— begin TEXT PROVIDED —
The Auburn baseball team entered this weekend’s series against Kentucky with its back against the wall.

Fresh off three consecutive losses at Florida to open the Southeastern Conference schedule, the Tigers needed some positive momentum. Three games against Kentucky — which entered this weekend with an unbeaten record and the nation’s longest win streak — loomed.

There didn’t appear to be much reason for optimism.

Two games later, the Tigers are riding high.

Saturday’s 7-5 win against 16th-ranked Kentucky gave AU a 2-0 series lead. The Tigers head into today’s series finale with a chance at their first SEC sweep since 2003.

Sophomore Joseph Sanders was a high-school freshman then. And while he’s happy to pick up a series win, he is ready to snap that sweepless streak now.

“It’s huge to get a series win,” Sanders said. “We need to come out here and definitely try to get the sweep tomorrow.

“We haven’t been able to finish a sweep since we’ve been here. It’d be nice to get a sweep, get three wins in the SEC.”

Auburn (14-8, 2-3 SEC) won Friday’s game with clutch pitching and just enough hitting, shutting out Kentucky’s SEC-best offense in a 2-0 win.

Saturday’s game followed a different plan.

Auburn led, 1-0, in the top of the fourth inning when Kentucky (19-2, 3-2) finally found its offense. Brian Spear and Sawyer Carroll singled to start the inning.

With the heart of the Kentucky order coming up and nobody out, Auburn starter Cory Luckie (3-2) needed a break.

Junior shortstop Matt Hall had just the thing.

Hall perfectly executed a hidden-ball trick against Spear, catching the senior leading off second base. The trickery snapped Kentucky’s momentum and blunted the rally; the Wildcats didn’t manage a run in the inning.

“It was perfect timing,” Sanders said. “It killed their rally for sure.”

Luckie admitted he was a little nervous.

“Whenever he comes to me with a man on second base and the ball’s in his glove, I’m thinking, ‘Oh God, it’s coming,’” Luckie said with a laugh. “He didn’t drop the ball in my glove, so I was like, ‘All right. Here we go.’”

The play bought AU some breathing room, but Kentucky came back with four runs in the top of the fifth. Trailing, 4-1, the Tigers needed more than defensive trickery.

Sanders came through.

With the bases loaded and two out, Sanders hammered an 0-1 fastball from Kentucky reliever Andrew Albers (4-1) into left field, clearing the bases and tying the game.

“It was a big moment in the game,” Sanders said. “I got up to the plate and I was ready to do what I needed to do to get some runs across.”

Freshman Hunter Morris hit a two-run single in the sixth to give AU a 6-4 lead, and Sanders added an RBI single to push the lead to 7-4.

Kentucky threatened again in the seventh. Chris Wade and Troy Frazier opened the inning with singles. But Luckie forced three consecutive groundouts — the second scored Wade from third — to end the inning.

Luckie finished with five strikeouts in eight innings.

“Nothing really bothers the kid,” Slater said. “He has a lot of confidence.”

Former Central star Bryan Woodall pitched a scoreless ninth for his eighth save, his second of the series.
— end TEXT PROVIDED —
→ **WHAT NEEDS TO BE DONE**:
Answer from the baseball article:
(a) Which team beat Auburn three times in a row to open the Southeastern Conference schedule?
(b) Who carried out the hidden-ball trick in Saturday's game, and which Kentucky runner did it catch?
(c) How many innings did Cory Luckie pitch, and how many strikeouts did he record?
— begin ENTRIES —
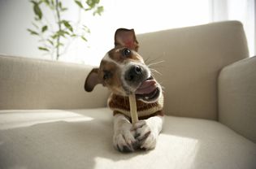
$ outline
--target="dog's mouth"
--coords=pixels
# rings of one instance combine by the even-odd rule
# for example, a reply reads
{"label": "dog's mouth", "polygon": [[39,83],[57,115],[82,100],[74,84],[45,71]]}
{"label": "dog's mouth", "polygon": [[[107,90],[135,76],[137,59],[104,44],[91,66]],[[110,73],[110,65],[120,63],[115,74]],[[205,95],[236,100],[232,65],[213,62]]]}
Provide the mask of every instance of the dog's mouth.
{"label": "dog's mouth", "polygon": [[160,96],[161,89],[157,81],[151,76],[135,91],[136,98],[147,102],[155,102]]}

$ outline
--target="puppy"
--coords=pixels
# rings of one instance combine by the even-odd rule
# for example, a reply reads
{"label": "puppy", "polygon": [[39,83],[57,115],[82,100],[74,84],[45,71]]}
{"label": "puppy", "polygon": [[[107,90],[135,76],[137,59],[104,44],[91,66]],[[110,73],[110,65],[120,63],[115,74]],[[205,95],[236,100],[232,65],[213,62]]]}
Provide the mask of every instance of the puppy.
{"label": "puppy", "polygon": [[[91,92],[102,84],[111,94],[107,100],[113,110],[113,143],[121,152],[155,147],[163,123],[163,95],[160,84],[137,53],[133,29],[119,28],[115,33],[115,48],[88,75],[85,89]],[[136,94],[139,122],[131,124],[128,95]]]}

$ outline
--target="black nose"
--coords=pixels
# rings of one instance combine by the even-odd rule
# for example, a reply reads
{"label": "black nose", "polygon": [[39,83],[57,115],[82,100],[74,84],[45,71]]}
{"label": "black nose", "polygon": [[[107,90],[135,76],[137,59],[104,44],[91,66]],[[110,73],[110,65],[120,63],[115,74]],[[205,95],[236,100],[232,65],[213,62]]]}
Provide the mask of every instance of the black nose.
{"label": "black nose", "polygon": [[137,80],[142,74],[142,68],[140,66],[132,66],[125,74],[125,80],[128,81]]}

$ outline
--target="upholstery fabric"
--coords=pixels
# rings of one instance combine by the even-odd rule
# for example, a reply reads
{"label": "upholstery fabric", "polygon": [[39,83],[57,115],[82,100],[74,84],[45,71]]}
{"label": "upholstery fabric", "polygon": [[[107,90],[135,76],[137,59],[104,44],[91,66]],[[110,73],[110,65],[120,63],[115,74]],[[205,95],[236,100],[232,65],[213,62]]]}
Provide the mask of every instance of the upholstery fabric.
{"label": "upholstery fabric", "polygon": [[219,77],[219,121],[256,142],[256,57],[225,67]]}
{"label": "upholstery fabric", "polygon": [[256,145],[216,121],[165,117],[155,150],[112,145],[112,113],[0,110],[0,168],[256,168]]}
{"label": "upholstery fabric", "polygon": [[106,89],[98,85],[93,93],[84,89],[91,69],[88,65],[0,55],[0,110],[106,106]]}
{"label": "upholstery fabric", "polygon": [[242,24],[220,22],[137,37],[139,54],[162,74],[154,73],[168,102],[165,113],[217,119],[218,75],[224,66],[249,55]]}

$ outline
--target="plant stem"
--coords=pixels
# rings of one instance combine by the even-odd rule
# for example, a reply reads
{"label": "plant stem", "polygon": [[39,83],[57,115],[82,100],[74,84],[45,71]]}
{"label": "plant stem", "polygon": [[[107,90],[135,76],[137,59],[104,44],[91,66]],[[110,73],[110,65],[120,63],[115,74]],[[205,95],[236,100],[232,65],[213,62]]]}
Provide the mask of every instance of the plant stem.
{"label": "plant stem", "polygon": [[[59,26],[59,32],[60,32],[61,29],[61,23],[60,23],[60,15],[59,15],[59,0],[55,0],[55,7],[57,11],[57,22]],[[60,41],[60,36],[59,35],[57,37],[57,51],[56,51],[56,60],[59,59],[59,41]]]}

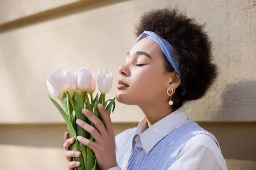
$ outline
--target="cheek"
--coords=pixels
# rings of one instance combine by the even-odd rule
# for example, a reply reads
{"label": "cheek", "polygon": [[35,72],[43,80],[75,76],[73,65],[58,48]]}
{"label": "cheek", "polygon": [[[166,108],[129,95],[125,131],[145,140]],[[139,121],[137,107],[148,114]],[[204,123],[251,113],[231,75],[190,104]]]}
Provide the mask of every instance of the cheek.
{"label": "cheek", "polygon": [[131,77],[130,92],[134,94],[134,99],[138,102],[155,99],[166,86],[162,70],[153,67],[140,70]]}

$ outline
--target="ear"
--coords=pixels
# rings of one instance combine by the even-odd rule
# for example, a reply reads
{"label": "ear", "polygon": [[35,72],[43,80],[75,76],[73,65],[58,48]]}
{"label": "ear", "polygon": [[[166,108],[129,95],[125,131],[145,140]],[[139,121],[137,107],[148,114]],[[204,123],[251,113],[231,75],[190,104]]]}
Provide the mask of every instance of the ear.
{"label": "ear", "polygon": [[171,73],[170,76],[167,88],[169,87],[172,88],[174,89],[177,88],[181,83],[180,76],[175,71]]}

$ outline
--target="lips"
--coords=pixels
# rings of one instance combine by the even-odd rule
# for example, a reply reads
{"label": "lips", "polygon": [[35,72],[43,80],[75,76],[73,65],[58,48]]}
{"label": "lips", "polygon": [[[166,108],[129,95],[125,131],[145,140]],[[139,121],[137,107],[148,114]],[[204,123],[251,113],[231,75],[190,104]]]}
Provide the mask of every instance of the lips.
{"label": "lips", "polygon": [[119,80],[117,81],[118,85],[117,85],[117,88],[119,90],[125,90],[128,88],[129,86],[127,83],[122,80]]}
{"label": "lips", "polygon": [[118,83],[118,85],[125,85],[126,86],[129,87],[129,85],[125,83],[125,82],[124,82],[122,80],[119,80],[117,81],[117,83]]}

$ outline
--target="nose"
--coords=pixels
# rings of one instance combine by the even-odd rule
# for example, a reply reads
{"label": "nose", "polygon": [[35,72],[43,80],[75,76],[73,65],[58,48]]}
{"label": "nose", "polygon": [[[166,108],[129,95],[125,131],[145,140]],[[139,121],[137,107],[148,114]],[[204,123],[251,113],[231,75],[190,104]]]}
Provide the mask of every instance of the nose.
{"label": "nose", "polygon": [[121,76],[128,77],[130,76],[130,71],[127,65],[122,65],[118,68],[118,72]]}

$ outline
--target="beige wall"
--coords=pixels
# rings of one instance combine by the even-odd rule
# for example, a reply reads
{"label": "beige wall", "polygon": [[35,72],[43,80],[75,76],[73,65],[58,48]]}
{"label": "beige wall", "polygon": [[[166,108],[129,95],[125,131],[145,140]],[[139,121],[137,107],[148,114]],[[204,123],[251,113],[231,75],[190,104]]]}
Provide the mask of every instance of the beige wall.
{"label": "beige wall", "polygon": [[[58,67],[87,67],[95,73],[105,68],[116,82],[140,16],[170,4],[207,23],[221,72],[205,97],[186,105],[188,113],[215,135],[229,169],[256,169],[256,3],[1,0],[0,169],[66,169],[66,128],[47,97],[47,74]],[[107,97],[116,92],[113,88]],[[111,115],[116,133],[136,126],[143,116],[136,107],[117,103]]]}

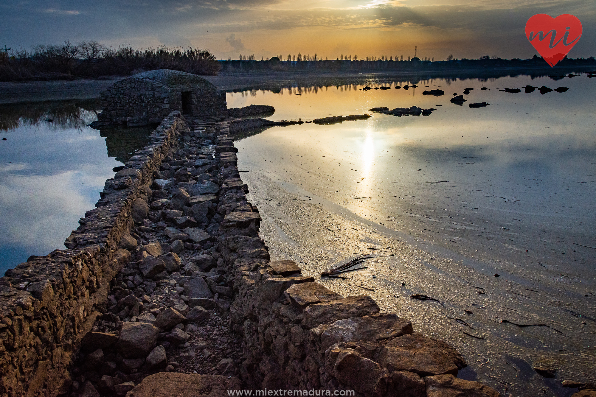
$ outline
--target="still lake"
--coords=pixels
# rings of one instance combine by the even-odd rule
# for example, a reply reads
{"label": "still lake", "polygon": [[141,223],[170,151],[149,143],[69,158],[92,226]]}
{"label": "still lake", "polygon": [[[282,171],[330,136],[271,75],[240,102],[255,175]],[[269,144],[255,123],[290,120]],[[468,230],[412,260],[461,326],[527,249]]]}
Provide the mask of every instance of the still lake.
{"label": "still lake", "polygon": [[[296,260],[344,296],[370,294],[464,353],[460,377],[504,395],[567,396],[561,380],[594,382],[596,79],[359,80],[228,94],[228,107],[273,106],[272,120],[372,116],[236,135],[272,259]],[[499,91],[526,85],[569,89]],[[467,102],[450,102],[466,88]],[[423,95],[436,89],[445,95]],[[148,129],[87,127],[97,102],[0,106],[2,273],[63,248],[112,168],[145,144]],[[491,105],[468,106],[482,102]],[[436,110],[368,111],[412,106]],[[363,254],[378,258],[353,278],[320,278]],[[533,371],[541,357],[556,378]]]}
{"label": "still lake", "polygon": [[[526,94],[526,85],[569,89]],[[372,116],[237,135],[238,168],[272,259],[296,260],[342,294],[370,294],[415,330],[453,343],[470,364],[462,377],[506,395],[564,396],[571,390],[562,379],[596,373],[595,85],[585,75],[371,77],[370,91],[246,91],[229,94],[228,104],[271,105],[269,118],[280,120]],[[467,102],[450,102],[467,88],[474,89]],[[436,89],[445,95],[423,95]],[[491,105],[468,106],[482,102]],[[368,111],[412,106],[436,110]],[[367,253],[379,258],[345,274],[353,278],[320,278]],[[540,357],[555,363],[556,379],[533,370]]]}
{"label": "still lake", "polygon": [[64,249],[112,168],[144,147],[148,129],[101,131],[98,100],[0,105],[0,273]]}

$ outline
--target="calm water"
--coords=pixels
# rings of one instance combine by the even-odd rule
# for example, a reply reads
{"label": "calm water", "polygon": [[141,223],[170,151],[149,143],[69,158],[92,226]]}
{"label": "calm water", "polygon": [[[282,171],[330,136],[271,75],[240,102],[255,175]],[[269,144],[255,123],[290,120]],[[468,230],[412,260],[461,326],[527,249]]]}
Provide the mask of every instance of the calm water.
{"label": "calm water", "polygon": [[[414,82],[408,91],[393,86],[412,82],[228,94],[230,107],[274,106],[272,119],[372,116],[238,137],[238,167],[272,257],[318,277],[359,254],[394,255],[346,274],[353,279],[321,281],[344,295],[370,294],[415,330],[455,345],[470,364],[464,377],[505,395],[570,395],[561,380],[593,382],[596,373],[596,79]],[[569,89],[499,91],[526,85]],[[466,88],[475,89],[463,106],[450,103]],[[422,95],[432,89],[445,94]],[[480,102],[491,105],[468,106]],[[436,110],[368,111],[412,106]],[[556,362],[558,377],[532,369],[541,356]]]}
{"label": "calm water", "polygon": [[145,144],[145,129],[88,127],[98,110],[96,101],[0,106],[0,273],[63,249],[112,168]]}

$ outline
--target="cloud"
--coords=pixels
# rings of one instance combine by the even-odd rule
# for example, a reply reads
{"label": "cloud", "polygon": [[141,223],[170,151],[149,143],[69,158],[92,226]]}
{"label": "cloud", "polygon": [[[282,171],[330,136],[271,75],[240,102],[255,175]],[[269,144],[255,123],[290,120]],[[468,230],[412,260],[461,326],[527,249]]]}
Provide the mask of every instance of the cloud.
— end ENTRIES —
→ **ANSWER BELOW**:
(a) Florida
(b) Junior shortstop Matt Hall; he caught Brian Spear leading off second base.
(c) Eight innings, with five strikeouts.